Data for the task:
#####
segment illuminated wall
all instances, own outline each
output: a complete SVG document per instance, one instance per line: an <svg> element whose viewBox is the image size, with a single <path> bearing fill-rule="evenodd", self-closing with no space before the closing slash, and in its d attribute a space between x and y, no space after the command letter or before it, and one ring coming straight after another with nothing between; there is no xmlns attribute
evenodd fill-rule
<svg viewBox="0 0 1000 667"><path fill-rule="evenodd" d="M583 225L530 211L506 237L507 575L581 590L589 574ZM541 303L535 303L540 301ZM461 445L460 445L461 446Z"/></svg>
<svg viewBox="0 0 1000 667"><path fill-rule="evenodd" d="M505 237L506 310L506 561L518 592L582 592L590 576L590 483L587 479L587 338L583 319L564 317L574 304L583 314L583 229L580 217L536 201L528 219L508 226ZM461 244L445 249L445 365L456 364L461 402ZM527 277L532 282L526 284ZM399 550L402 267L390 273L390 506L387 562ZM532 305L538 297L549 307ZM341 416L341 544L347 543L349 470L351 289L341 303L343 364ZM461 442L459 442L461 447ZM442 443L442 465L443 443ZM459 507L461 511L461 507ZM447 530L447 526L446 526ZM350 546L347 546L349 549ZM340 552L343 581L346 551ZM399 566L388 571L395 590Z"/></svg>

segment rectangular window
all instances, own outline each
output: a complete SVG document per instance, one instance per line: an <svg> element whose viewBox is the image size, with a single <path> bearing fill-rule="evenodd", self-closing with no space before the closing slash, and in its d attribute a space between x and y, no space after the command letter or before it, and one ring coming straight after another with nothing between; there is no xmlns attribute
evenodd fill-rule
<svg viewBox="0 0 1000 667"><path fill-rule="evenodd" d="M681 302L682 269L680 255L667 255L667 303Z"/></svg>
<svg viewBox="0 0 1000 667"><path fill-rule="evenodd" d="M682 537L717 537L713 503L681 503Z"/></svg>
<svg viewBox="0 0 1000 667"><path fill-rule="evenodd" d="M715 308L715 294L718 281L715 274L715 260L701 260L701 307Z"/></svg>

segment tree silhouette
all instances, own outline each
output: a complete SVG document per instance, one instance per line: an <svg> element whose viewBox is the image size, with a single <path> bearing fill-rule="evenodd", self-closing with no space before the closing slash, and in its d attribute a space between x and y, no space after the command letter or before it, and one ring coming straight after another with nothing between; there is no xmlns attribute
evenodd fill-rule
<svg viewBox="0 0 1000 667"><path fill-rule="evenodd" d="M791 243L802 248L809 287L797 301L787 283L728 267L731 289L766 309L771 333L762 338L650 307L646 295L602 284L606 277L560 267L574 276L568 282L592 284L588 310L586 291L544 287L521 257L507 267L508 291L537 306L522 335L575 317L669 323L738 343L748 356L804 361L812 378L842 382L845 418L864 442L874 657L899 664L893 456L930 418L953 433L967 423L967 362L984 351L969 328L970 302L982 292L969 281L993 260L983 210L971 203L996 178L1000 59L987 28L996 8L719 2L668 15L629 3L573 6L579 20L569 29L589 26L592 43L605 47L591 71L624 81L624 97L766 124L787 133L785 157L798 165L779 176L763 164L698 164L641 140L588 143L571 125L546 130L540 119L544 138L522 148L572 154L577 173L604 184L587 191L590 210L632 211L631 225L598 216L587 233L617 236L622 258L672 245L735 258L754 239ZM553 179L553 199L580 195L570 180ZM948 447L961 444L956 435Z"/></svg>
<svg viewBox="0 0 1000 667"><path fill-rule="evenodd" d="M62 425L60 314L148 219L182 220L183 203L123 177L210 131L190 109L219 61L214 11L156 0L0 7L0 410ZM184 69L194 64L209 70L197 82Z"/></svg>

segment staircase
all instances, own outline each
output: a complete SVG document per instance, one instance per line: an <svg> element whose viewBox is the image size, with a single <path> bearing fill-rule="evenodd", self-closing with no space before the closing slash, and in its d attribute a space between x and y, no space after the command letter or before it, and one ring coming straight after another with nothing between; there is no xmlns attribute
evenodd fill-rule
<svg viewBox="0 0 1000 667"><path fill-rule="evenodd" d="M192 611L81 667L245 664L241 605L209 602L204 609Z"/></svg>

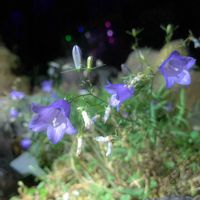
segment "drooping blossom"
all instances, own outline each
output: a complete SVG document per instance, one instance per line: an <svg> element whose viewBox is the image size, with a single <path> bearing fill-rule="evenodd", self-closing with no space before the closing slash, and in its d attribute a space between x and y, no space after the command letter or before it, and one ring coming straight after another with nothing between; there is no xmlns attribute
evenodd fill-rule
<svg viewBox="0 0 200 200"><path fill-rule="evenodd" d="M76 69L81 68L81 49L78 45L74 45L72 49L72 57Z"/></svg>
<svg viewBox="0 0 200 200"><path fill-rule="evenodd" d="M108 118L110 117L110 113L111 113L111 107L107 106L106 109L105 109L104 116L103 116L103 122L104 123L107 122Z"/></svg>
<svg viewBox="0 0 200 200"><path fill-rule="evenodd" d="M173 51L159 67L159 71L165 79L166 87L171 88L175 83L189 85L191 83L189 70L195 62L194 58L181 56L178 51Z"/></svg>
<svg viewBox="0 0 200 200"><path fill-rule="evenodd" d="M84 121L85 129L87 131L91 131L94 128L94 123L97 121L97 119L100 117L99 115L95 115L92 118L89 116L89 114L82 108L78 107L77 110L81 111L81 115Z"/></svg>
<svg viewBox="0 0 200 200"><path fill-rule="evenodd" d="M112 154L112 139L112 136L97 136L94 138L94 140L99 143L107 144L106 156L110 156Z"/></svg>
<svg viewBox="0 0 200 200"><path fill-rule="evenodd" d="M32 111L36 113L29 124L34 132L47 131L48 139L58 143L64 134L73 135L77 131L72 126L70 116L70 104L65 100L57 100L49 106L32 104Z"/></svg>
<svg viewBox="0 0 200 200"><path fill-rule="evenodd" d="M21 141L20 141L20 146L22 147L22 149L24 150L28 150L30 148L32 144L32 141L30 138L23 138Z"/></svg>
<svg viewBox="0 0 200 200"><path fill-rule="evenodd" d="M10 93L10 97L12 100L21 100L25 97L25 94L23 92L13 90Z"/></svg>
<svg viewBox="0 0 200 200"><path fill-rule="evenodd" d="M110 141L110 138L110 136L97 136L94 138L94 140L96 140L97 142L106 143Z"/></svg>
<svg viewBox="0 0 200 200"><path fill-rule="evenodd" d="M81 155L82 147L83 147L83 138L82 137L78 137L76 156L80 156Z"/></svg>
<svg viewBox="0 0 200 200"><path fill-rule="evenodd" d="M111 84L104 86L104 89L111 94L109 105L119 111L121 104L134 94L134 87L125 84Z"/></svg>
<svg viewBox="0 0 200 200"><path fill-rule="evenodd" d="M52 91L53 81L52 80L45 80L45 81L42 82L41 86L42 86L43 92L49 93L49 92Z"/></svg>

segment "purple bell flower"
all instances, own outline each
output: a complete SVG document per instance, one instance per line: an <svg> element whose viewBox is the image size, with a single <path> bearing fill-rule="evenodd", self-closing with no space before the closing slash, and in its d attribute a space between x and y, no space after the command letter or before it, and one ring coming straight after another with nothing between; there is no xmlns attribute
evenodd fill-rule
#####
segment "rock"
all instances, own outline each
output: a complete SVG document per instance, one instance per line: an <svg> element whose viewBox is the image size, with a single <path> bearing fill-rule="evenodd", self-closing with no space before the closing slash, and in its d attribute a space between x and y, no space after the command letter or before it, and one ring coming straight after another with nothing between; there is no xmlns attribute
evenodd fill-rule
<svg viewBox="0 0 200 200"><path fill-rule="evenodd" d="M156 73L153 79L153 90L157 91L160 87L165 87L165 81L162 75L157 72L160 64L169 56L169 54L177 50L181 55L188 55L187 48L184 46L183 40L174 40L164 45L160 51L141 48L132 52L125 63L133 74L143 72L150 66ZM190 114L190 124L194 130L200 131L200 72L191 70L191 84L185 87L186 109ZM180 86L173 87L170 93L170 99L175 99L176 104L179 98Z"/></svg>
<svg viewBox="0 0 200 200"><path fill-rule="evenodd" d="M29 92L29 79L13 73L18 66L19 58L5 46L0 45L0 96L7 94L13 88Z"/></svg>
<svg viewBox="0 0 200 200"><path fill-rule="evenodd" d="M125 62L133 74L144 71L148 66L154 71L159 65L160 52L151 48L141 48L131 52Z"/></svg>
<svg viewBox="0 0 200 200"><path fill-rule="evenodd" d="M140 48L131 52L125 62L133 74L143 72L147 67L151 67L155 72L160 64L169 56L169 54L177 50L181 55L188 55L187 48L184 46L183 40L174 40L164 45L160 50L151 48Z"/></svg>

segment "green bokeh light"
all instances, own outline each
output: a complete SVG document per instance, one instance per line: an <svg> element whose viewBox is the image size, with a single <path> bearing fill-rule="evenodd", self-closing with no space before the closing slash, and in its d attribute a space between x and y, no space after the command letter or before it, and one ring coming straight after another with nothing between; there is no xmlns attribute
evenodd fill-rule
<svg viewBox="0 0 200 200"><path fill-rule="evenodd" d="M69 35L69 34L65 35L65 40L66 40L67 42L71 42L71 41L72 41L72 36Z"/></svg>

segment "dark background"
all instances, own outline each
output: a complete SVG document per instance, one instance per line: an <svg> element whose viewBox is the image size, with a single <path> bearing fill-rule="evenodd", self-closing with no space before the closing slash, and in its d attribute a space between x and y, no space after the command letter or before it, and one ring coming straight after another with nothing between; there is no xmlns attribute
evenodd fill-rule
#####
Exercise:
Wherever a line in the entries holds "segment", copy that line.

Task result:
segment illuminated wall
segment rectangular window
segment tree silhouette
segment staircase
segment "drooping blossom"
segment "purple bell flower"
segment "rock"
segment "green bokeh light"
segment "dark background"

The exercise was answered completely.